*What needs to be done:*
Swap every occurrence of "Look at the image above" in the items for "Study the image above", leaving everything else untouched.

(Rows from a box-labeling dataset)
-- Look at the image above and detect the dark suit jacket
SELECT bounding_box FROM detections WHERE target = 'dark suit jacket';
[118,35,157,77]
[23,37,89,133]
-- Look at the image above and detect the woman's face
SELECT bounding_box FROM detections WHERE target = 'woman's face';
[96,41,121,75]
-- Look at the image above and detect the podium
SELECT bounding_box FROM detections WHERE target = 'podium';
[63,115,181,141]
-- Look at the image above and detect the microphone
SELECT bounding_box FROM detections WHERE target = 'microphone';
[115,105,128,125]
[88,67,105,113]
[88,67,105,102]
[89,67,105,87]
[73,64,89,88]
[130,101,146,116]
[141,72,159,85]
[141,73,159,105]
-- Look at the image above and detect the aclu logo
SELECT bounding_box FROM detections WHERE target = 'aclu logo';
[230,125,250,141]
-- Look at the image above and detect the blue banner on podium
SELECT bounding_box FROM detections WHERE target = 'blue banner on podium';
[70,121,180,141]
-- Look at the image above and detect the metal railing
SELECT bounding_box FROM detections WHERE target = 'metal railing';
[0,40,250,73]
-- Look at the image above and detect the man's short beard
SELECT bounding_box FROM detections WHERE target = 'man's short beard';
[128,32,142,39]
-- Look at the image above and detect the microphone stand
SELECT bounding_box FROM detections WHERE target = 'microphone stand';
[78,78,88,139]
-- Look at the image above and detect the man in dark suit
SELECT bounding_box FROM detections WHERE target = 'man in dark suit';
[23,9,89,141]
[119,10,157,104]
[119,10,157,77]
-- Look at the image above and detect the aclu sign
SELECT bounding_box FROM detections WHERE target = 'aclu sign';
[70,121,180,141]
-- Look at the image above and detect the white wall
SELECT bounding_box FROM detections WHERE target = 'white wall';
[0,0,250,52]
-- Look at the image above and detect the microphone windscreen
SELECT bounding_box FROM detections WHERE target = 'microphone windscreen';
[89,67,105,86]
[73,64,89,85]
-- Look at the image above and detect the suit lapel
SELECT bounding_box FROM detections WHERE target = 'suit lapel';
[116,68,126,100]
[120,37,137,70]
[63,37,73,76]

*Correct output:*
-- Study the image above and detect the dark suit jacket
SELECT bounding_box FROM detections WHERE target = 'dark suit jacket';
[118,35,157,77]
[23,37,89,133]
-- Study the image above and detect the woman's face
SELECT bounding_box FROM detections WHERE target = 'woman's face';
[96,41,121,75]
-- Study the image above and detect the podium
SELECT bounding_box FROM detections WHERE target = 'podium';
[63,115,181,141]
-- Study the image above and detect the microphone
SELECT bounding_box FROM detections WHERE target = 'microphone';
[115,105,128,125]
[88,67,105,113]
[88,67,105,102]
[89,67,105,87]
[73,64,89,88]
[130,101,146,116]
[141,72,159,85]
[141,73,159,105]
-- Study the image above and detect the aclu logo
SELECT bounding_box FROM detections WHERE target = 'aclu logo';
[230,125,250,141]
-- Study the image above and detect the blue banner on podium
SELECT bounding_box FROM detections WHERE target = 'blue banner on podium';
[70,121,180,141]
-- Study the image above and detect the metal railing
SELECT bounding_box FROM detections WHERE target = 'metal railing';
[0,40,250,73]
-- Study the image above and detect the man's short beard
SELECT bounding_box FROM detections WHERE target = 'man's short beard';
[128,32,142,39]
-- Study the image above and detect the microphone stand
SELECT bounding_box FROM detections WHERE target = 'microphone stand';
[78,78,88,139]
-- Study the image above and detect the man in dark suit
SELECT bounding_box FROM detections WHERE target = 'man in dark suit';
[23,9,89,141]
[119,10,157,104]
[119,10,157,77]
-- Study the image above and detect the aclu sign
SELECT bounding_box FROM detections WHERE target = 'aclu sign';
[70,121,180,141]
-- Study the image above and detect the white wall
SELECT bounding_box FROM detections WHERE target = 'white wall';
[0,0,250,52]
-- Study the image above and detect the microphone windscreen
SELECT bounding_box FROM detections WHERE target = 'microphone windscreen';
[89,67,105,86]
[73,64,89,85]
-- Study the image above and detect the suit lapel
SELECT bounding_box FROM detections WHERE target = 'suit lapel';
[116,68,126,100]
[120,37,137,70]
[63,37,73,76]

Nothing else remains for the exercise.